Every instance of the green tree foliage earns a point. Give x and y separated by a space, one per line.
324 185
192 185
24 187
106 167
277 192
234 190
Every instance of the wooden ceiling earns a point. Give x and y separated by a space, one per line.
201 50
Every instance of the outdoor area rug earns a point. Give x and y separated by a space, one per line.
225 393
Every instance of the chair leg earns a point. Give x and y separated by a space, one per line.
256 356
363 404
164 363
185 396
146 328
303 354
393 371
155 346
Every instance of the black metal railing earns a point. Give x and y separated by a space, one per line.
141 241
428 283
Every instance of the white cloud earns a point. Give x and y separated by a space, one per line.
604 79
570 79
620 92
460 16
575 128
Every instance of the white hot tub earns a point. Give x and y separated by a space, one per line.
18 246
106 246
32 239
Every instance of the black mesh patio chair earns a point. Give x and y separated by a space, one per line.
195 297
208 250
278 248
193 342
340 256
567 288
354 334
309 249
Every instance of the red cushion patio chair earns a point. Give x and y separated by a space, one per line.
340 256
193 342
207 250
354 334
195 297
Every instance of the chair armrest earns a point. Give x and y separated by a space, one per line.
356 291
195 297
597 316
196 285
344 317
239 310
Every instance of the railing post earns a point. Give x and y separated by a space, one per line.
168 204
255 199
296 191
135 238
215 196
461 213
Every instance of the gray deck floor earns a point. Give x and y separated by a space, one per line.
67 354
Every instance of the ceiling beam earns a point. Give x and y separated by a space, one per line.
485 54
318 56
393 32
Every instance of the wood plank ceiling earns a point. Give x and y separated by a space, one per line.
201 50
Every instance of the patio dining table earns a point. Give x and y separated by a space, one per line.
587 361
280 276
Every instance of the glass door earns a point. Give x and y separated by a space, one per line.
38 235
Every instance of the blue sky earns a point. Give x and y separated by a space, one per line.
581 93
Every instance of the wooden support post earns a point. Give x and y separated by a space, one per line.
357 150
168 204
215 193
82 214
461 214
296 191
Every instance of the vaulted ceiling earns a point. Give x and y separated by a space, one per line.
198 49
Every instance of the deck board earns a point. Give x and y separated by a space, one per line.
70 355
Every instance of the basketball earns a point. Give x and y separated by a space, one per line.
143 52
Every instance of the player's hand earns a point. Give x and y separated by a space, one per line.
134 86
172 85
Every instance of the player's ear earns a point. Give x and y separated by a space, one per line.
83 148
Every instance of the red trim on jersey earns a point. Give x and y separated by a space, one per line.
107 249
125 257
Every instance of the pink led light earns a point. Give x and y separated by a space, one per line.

==================================================

TASK DESCRIPTION: Please recast all of the material above as a numbered list, skipping any blank lines.

ANSWER FOR THE TASK:
1. Every instance of the green tree foliage earns a point. Give x and y separated by a space, one per line.
2. 324 185
3. 192 185
4. 24 187
5. 106 167
6. 277 192
7. 234 190
8. Every instance of the wooden ceiling earns a point. Give x and y separated by a space, one per line.
9. 201 50
10. Every instance of the outdoor area rug earns a point. Give x and y separated by a space, one per line.
11. 225 393
12. Every instance of the chair leg earns a point. Give x and y separated by a space, one per line.
13. 256 356
14. 363 404
15. 164 363
16. 185 396
17. 146 328
18. 303 354
19. 393 371
20. 155 346
21. Every instance of the black metal railing earns a point. Give x and y separated by a space, one per line.
22. 141 241
23. 428 283
24. Every instance of the white cloud earns a point. Give x and y separated by a space, one per line.
25. 604 79
26. 570 79
27. 620 92
28. 460 16
29. 575 128
30. Every instance of the white hot tub earns a point. Give x and y separated by a space, one per line.
31. 18 246
32. 106 246
33. 32 239
34. Every instance of the black mesh patio chair earns a point. Give x and y separated by a space, one per line.
35. 195 297
36. 208 250
37. 278 248
38. 193 342
39. 340 256
40. 567 288
41. 354 334
42. 309 249
43. Every instance of the red cushion patio chair earns a point. Give x and y separated by a space, one per line.
44. 340 256
45. 193 342
46. 207 250
47. 354 334
48. 195 297
49. Every instance of the chair armrest earns a point. Give x and y separated by a space, one per line.
50. 356 291
51. 195 297
52. 597 316
53. 196 285
54. 344 317
55. 239 310
56. Every instance of the railing post earns a point. Give x and y separated by a space, one per line.
57. 168 204
58. 255 199
59. 296 191
60. 135 238
61. 215 196
62. 461 213
63. Every instance of the gray deck floor earns a point. Give x and y separated by a space, one per line.
64. 67 354
65. Every instance of the ceiling beam earns a point. Give x and y separated by a space, one per line.
66. 485 54
67. 318 56
68. 393 32
69. Every instance of the wood plank ceiling earns a point. Give x and y separated by a space, one per line.
70. 201 50
71. Every instance of the patio dining table earns a point. Give x and y separated by a space, one per line.
72. 587 361
73. 280 276
74. Every instance of the glass door earns a point. Give x and y separated by a space, one per line.
75. 38 235
76. Every instance of the blue sky earns a point. Give x and y separated by a space, one per line.
77. 581 93
78. Every instance of the wooden support post earns a point. Give x and y separated by a space, one per line.
79. 357 150
80. 168 204
81. 215 193
82. 82 214
83. 461 214
84. 296 191
85. Every instance of the vaulted ceiling earns a point. Give x and y separated by a space, one per line.
86. 198 49
87. Every instance of the deck board earns a point. Give x and y separated by a space, one per line.
88. 70 355
89. Every instance of the basketball earns a point. Give x and y separated by a space, one per line.
90. 143 52
91. Every instance of the player's hand earns a point. Give x and y separated by a space, one per line.
92. 134 86
93. 172 85
94. Every instance of the player's ear earns a point. Give x and y separated by a space, one per line.
95. 83 148
96. Every instance of the red trim on jersey earns a point. Give x and y separated by a space, one per line.
97. 107 249
98. 125 257
99. Every instance of the pink led light earns a point. Give x and y separated by a space, one per line.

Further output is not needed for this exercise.